[[ Working data open ]]
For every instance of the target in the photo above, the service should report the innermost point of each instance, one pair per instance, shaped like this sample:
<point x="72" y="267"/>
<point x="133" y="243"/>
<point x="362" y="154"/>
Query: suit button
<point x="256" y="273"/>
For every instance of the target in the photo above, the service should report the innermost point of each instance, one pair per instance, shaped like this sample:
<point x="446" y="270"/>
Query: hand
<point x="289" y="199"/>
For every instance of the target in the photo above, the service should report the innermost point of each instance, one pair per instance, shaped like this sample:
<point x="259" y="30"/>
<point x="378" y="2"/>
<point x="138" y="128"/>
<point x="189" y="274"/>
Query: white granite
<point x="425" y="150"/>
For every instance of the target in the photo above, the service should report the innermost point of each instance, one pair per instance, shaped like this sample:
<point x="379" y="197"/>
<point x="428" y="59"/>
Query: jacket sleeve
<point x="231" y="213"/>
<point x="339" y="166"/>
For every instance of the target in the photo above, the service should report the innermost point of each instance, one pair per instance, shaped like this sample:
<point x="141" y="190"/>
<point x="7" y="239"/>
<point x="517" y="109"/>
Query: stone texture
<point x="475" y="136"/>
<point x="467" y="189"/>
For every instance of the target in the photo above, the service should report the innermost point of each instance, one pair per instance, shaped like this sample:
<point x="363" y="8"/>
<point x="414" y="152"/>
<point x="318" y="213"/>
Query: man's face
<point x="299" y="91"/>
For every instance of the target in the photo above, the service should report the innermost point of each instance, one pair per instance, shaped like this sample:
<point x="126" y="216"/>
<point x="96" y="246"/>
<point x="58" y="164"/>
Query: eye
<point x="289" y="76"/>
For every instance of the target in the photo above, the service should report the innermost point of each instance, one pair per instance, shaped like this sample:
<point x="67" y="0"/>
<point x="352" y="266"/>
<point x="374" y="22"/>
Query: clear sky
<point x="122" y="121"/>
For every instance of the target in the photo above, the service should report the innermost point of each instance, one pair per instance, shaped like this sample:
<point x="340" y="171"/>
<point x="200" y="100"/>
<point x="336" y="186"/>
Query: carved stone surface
[[ Working data closed ]]
### What to work on
The output should restate the data exactly, with no line missing.

### Response
For every instance of the target in the photo above, the service should report the innermost point of each instance, one pair per instance, shaped like this sample:
<point x="72" y="267"/>
<point x="133" y="243"/>
<point x="362" y="154"/>
Query: suit button
<point x="256" y="273"/>
For every instance of the target in the photo above, the service should report the innermost point of each instance, one pair per instance, shaped like this sample:
<point x="446" y="270"/>
Query: hand
<point x="289" y="199"/>
For every instance of the target in the photo above, the service should report the innermost point of each instance, one pair per instance, shaped like this sample:
<point x="259" y="30"/>
<point x="378" y="2"/>
<point x="138" y="128"/>
<point x="189" y="274"/>
Query: white granite
<point x="425" y="150"/>
For every instance of the target in the photo above, the service should report the innermost point of each instance, one pair per instance, shaped like this sample:
<point x="379" y="197"/>
<point x="428" y="59"/>
Query: jacket sleeve
<point x="231" y="213"/>
<point x="339" y="166"/>
For every instance of the target in the photo above, the service should report the innermost point of each instance, one pair per instance, shaped like this sample:
<point x="141" y="190"/>
<point x="7" y="239"/>
<point x="517" y="109"/>
Query: stone texture
<point x="475" y="136"/>
<point x="467" y="189"/>
For every instance of the target in the photo above, the service should report the innermost point of each instance, one pair per instance, shaped like this sample:
<point x="363" y="8"/>
<point x="414" y="152"/>
<point x="318" y="213"/>
Query: man's face
<point x="299" y="91"/>
For every instance of the target in the photo above, the service should report the innermost point of each instance, one pair per instance, shaped like this sample:
<point x="126" y="216"/>
<point x="96" y="246"/>
<point x="58" y="164"/>
Query: eye
<point x="289" y="76"/>
For every instance of the target in the photo above, the service should report the innermost point of each instance, one pair per instance, shaped like this sample:
<point x="67" y="0"/>
<point x="352" y="266"/>
<point x="374" y="22"/>
Query: clear sky
<point x="122" y="121"/>
For every instance of the target in the photo above, the service should report the innermost point of each instance, one pair per instance, shaped like this sample:
<point x="340" y="171"/>
<point x="200" y="100"/>
<point x="336" y="186"/>
Query: carved stone surface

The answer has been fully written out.